Rewrite the stretch of records from the line containing "shirt in this photo." through the end of the records, requests included, and add 144 to every number in the point coordinates.

[Rows from a pointing dataset]
⁂

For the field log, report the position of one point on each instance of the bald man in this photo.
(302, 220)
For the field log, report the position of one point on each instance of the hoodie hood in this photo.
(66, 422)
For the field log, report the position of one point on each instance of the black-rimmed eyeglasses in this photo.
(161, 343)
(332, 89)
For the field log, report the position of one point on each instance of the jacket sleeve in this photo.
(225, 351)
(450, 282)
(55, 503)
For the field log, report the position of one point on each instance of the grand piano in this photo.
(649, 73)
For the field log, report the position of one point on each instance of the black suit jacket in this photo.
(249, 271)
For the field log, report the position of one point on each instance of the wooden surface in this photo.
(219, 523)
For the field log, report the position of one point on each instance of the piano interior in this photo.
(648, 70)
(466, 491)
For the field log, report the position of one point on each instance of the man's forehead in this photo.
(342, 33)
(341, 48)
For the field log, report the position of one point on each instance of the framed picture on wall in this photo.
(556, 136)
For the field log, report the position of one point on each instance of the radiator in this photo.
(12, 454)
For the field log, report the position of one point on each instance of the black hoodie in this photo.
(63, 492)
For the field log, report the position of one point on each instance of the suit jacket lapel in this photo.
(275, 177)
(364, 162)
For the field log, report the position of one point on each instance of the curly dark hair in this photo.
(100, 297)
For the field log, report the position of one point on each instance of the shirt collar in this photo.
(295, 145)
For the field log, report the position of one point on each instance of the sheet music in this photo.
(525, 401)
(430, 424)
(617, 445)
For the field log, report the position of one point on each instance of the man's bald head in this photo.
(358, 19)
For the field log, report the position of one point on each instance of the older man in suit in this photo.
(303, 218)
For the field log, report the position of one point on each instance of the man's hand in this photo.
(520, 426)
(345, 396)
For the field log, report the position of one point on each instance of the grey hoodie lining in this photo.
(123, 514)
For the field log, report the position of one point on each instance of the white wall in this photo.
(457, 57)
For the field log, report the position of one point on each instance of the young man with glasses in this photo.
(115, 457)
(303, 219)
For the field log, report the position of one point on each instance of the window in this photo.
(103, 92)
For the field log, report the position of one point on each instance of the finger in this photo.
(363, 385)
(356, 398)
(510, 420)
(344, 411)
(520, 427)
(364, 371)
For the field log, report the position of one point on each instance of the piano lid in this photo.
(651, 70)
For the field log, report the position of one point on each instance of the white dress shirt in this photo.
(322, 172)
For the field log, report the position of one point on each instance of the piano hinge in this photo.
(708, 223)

⁂

TASK RESULT
For the field log, report the position of one point on each instance of the white dress shirt in this photo.
(466, 316)
For the field log, report the position of one point on each instance of the piano hinge in this photo.
(852, 367)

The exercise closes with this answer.